> TEXTAUSZUG:
##########
# taz.de -- Denkprozesse im Hygiene-Museum: Das Display der Seele
       
       > Wer denkt, wenn wir denken? Die Ausstellung "Images of the Mind" im
       > Deutschen Hygiene-Museum Dresden präsentiert Antworten, auf diese ewige
       > Frage.
       
 (IMG) Bild: Ein Blick in die Ausstellung "Images of The Mind".
       
       "Ich denke, also bin ich." Nichts geht philosophischen Sonntagsrednern
       heute so leicht über die Zunge wie der Satz, den René Descartes 1641 in
       seinen "Meditationes de prima philosophia" formulierte. Wie dieser Prozess
       genau vor sich geht, außer dass man dabei die Stirn in Falten zieht oder
       den Kopf in Denkerpose bringt, war vermutlich auch seinem Urheber nicht
       recht klar.
       
       Und je mehr die Wissenschaft ihn zu entschlüsseln beginnt, desto vager wird
       das, was der französische Philosoph damit begründen wollte: die Idee eines
       souveränen Individuums. Wer oder was denkt da eigentlich?
##########
> BEREITGESTELLTE DATEN:

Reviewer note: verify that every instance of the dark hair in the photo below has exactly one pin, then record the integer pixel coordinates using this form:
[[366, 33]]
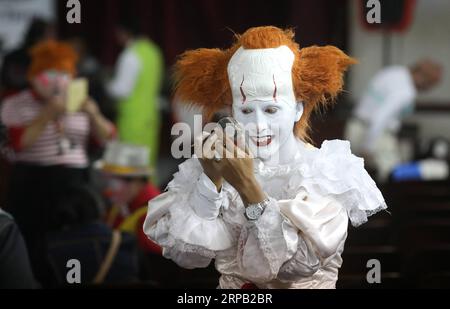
##########
Schreiben Sie bitte den Artikel über die Ausstellung „Images of the Mind“ im Deutschen Hygiene-Museum Dresden weiter. Beginnen Sie direkt nach dem letzten Satz des Textauszugs.

> LÖSUNG:
       
       Descartes war Mathematiker. Doch wenn er sich ein Bild davon gemacht hätte,
       wie das Denken aussehen könnte, das er philosophisch zu definieren suchte,
       wäre es vielleicht so ausgefallen wie Rembrandt van Rijns "Selbstbildnis
       mit erstauntem Blick" aus dem Jahr 1630.
       
       Die Verwunderung, die da über das Gesicht des - damals noch jungen - alten
       Meisters huscht, wirkt wie ferngesteuert, so als ob höhere Wesen es ihm
       befahlen.
       
       Ein nicht geringer Anteil der bildenden Kunst, das zeigt die spannende
       Ausstellung "Images of the mind" im [1][Deutschen Hygiene-Museum], in
       Dreden, bezieht ihren Antrieb aus dem Versuch, das Geheimnis des Denkens
       dadurch zu bannen, dass sie seinen Verursacher porträtiert - den Geist.
       
       Die Linie lässt sich von Rembrandts Selbstporträts bis zu Edvard Munchs
       "Angst" von 1896 ziehen, von Bohumil Kubistas "Epileptikerin" von 1911 bis
       zu Bill Violas "Silent Mountain" aus dem Jahr 2001.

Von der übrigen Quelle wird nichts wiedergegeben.